* GOAL *
Can you copy out everything in the material from the line containing "label: suit jacket sleeve => bbox" down to the line containing "(357, 118), (405, 282)", both of those lines included, character for character?
START
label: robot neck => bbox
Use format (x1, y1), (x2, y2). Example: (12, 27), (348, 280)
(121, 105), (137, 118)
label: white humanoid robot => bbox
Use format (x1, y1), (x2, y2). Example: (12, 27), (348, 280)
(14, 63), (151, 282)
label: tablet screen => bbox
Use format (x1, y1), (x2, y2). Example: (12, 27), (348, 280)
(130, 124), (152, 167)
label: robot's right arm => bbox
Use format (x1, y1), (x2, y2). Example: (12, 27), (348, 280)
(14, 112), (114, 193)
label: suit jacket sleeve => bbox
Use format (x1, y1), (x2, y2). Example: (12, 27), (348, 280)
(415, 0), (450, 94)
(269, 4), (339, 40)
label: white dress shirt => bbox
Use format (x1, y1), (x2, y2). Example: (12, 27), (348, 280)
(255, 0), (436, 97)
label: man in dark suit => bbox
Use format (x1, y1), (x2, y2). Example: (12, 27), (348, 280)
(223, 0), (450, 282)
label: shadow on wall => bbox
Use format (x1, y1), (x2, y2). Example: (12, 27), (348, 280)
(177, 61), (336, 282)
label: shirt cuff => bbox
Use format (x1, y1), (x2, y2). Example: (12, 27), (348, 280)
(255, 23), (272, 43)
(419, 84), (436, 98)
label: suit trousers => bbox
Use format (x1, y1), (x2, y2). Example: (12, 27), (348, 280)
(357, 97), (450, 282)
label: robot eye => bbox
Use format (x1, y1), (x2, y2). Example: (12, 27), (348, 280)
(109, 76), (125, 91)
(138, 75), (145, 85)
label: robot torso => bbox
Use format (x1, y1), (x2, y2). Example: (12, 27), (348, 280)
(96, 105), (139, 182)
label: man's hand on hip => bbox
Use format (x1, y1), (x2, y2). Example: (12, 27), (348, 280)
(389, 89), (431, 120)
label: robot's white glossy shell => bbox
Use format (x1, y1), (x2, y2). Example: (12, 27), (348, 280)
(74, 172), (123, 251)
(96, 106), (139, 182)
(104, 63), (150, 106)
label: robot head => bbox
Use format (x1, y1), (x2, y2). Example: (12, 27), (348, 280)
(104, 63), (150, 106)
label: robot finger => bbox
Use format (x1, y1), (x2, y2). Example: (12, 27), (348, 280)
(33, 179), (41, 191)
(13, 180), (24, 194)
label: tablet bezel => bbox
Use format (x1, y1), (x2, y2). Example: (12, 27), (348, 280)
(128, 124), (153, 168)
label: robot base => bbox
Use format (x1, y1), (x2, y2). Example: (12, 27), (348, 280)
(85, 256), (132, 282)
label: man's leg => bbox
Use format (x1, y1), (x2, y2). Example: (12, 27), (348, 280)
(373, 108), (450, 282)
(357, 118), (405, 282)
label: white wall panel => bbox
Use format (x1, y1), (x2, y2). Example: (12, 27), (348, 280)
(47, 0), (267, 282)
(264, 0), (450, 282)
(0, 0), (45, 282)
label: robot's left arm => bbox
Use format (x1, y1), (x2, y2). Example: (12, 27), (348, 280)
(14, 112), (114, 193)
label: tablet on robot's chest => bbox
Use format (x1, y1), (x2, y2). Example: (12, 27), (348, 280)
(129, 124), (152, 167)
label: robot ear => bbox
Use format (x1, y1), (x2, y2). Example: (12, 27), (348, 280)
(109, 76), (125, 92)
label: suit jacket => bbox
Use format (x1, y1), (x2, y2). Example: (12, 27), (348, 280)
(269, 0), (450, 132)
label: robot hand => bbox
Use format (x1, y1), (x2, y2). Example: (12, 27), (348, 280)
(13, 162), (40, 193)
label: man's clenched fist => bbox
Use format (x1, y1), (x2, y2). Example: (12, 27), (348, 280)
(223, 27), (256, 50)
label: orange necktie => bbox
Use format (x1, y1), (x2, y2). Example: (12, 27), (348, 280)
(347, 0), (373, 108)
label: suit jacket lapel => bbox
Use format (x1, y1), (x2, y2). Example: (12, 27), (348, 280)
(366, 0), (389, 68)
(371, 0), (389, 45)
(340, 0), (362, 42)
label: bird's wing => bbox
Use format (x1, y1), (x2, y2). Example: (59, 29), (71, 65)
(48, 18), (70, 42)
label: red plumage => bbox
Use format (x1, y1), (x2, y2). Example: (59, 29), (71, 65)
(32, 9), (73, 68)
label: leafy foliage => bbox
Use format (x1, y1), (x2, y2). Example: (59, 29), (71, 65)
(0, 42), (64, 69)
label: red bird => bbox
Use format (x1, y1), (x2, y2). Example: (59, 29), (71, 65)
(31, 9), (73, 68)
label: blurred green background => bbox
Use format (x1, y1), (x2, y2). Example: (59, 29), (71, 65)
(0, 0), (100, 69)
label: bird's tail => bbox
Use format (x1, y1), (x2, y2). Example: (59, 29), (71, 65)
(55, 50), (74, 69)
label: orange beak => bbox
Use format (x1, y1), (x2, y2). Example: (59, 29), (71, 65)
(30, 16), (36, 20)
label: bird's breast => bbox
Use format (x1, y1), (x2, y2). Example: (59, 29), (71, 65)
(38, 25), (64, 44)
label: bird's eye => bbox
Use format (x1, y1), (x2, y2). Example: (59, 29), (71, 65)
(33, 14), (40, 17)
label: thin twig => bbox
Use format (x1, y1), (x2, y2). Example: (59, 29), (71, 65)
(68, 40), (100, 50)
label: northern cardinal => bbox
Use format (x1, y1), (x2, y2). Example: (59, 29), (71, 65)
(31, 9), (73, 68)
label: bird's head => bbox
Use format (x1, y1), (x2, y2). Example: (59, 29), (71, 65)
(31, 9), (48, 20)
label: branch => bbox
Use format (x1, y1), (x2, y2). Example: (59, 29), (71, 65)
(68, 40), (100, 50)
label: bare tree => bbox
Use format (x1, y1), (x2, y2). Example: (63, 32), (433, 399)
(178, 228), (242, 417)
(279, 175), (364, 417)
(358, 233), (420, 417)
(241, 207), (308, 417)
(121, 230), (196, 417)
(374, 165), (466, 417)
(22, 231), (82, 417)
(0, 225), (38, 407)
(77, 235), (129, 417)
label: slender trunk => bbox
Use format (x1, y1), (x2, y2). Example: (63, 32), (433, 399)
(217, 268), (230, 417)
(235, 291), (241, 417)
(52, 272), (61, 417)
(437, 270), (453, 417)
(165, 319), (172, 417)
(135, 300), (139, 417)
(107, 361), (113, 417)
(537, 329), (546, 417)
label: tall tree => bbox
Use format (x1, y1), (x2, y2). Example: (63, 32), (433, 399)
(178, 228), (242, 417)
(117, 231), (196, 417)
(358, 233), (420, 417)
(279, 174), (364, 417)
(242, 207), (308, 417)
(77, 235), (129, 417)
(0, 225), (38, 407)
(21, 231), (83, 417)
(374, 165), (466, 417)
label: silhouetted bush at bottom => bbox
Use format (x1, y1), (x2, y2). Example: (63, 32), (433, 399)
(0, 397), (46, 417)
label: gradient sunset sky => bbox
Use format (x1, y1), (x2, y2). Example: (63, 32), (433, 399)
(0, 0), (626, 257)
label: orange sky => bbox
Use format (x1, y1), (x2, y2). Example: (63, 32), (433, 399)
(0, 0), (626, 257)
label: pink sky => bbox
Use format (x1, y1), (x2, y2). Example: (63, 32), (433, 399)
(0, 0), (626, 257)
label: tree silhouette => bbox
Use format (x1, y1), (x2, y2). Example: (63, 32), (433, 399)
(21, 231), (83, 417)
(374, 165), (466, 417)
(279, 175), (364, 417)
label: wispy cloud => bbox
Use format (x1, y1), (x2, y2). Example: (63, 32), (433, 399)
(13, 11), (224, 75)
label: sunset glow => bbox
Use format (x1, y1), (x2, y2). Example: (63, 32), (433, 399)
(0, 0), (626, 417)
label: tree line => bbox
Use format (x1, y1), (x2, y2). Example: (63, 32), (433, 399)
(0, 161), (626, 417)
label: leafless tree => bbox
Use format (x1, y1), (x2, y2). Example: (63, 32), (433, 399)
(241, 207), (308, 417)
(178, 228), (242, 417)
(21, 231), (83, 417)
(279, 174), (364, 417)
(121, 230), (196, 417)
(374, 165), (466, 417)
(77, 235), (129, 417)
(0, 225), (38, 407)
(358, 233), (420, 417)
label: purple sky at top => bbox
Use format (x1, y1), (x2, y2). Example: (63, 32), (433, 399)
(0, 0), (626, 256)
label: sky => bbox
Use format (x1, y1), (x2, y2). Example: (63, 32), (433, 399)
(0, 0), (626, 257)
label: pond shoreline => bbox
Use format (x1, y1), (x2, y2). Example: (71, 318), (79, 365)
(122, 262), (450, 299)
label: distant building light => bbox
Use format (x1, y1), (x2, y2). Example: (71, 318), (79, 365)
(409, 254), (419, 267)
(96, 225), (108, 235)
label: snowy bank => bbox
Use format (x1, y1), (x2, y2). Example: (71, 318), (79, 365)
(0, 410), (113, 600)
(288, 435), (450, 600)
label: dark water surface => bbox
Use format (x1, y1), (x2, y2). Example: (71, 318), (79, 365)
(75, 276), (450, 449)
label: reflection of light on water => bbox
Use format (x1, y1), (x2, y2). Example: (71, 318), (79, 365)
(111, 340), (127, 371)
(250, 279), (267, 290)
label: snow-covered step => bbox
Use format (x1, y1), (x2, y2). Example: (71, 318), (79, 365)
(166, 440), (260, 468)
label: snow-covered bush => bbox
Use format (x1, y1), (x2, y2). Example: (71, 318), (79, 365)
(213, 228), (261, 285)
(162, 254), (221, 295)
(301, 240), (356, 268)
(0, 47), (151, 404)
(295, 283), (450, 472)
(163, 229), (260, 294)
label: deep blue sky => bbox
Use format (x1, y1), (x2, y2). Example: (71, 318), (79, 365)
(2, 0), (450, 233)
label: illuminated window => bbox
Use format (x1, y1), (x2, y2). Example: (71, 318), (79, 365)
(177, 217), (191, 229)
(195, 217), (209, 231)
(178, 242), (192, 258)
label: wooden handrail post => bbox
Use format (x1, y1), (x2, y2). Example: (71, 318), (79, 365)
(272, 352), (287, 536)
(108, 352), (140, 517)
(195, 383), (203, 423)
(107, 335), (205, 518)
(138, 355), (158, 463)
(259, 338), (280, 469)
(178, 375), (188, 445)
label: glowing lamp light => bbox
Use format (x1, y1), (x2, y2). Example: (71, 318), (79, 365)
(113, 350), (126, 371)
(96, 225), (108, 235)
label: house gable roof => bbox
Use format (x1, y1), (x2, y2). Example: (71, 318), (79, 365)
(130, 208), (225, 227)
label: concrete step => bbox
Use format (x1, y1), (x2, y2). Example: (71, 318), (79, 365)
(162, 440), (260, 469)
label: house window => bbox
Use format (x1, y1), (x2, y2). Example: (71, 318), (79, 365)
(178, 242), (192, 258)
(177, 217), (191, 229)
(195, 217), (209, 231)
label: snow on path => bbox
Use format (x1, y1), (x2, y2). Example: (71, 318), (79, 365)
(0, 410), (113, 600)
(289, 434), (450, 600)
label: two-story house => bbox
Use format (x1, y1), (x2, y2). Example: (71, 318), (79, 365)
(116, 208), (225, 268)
END
* ANSWER BELOW *
label: suit jacket sleeve => bbox
Use format (x1, y1), (x2, y2). Example: (12, 27), (348, 280)
(415, 0), (450, 94)
(269, 4), (339, 40)
label: white dress shirt => bbox
Use format (x1, y1), (x2, y2). Example: (12, 27), (348, 280)
(255, 0), (436, 97)
label: man in dark suit => bbox
Use format (x1, y1), (x2, y2). Example: (12, 27), (348, 280)
(223, 0), (450, 282)
label: shadow on wall => bbox
Use format (x1, y1), (x2, y2). Example: (12, 27), (348, 280)
(177, 61), (336, 282)
label: shirt cuff => bbox
Use format (x1, y1), (x2, y2). Example: (12, 27), (348, 280)
(255, 23), (272, 43)
(419, 84), (436, 98)
label: suit trousers => bbox
Use format (x1, y1), (x2, y2). Example: (12, 27), (348, 280)
(357, 97), (450, 282)
label: robot eye => bbox
Use format (x1, y1), (x2, y2). Example: (12, 27), (348, 280)
(109, 76), (125, 91)
(138, 75), (145, 85)
label: robot torso => bbox
Use format (x1, y1), (x2, y2). Example: (12, 27), (348, 280)
(96, 105), (139, 182)
label: man's hand on hip => bbox
Use format (x1, y1), (x2, y2). Example: (12, 27), (348, 280)
(389, 89), (431, 120)
label: robot's white glossy shell => bbox
Use format (x1, y1), (x2, y2). Example: (12, 27), (348, 280)
(74, 172), (123, 251)
(96, 106), (139, 182)
(104, 63), (150, 106)
label: robot head => bbox
Use format (x1, y1), (x2, y2). Example: (12, 27), (348, 280)
(104, 63), (150, 106)
label: robot finger => bbox
Use format (x1, y1), (x2, y2). Example: (12, 27), (348, 280)
(33, 179), (41, 191)
(13, 180), (24, 194)
label: tablet bezel => bbox
Use format (x1, y1), (x2, y2). Example: (12, 27), (348, 280)
(128, 124), (153, 168)
label: robot base => bbox
Use format (x1, y1), (x2, y2). Example: (12, 27), (348, 280)
(85, 256), (132, 282)
label: man's leg => bbox
Use format (x1, y1), (x2, y2). Example: (12, 27), (348, 280)
(373, 108), (450, 282)
(357, 118), (405, 282)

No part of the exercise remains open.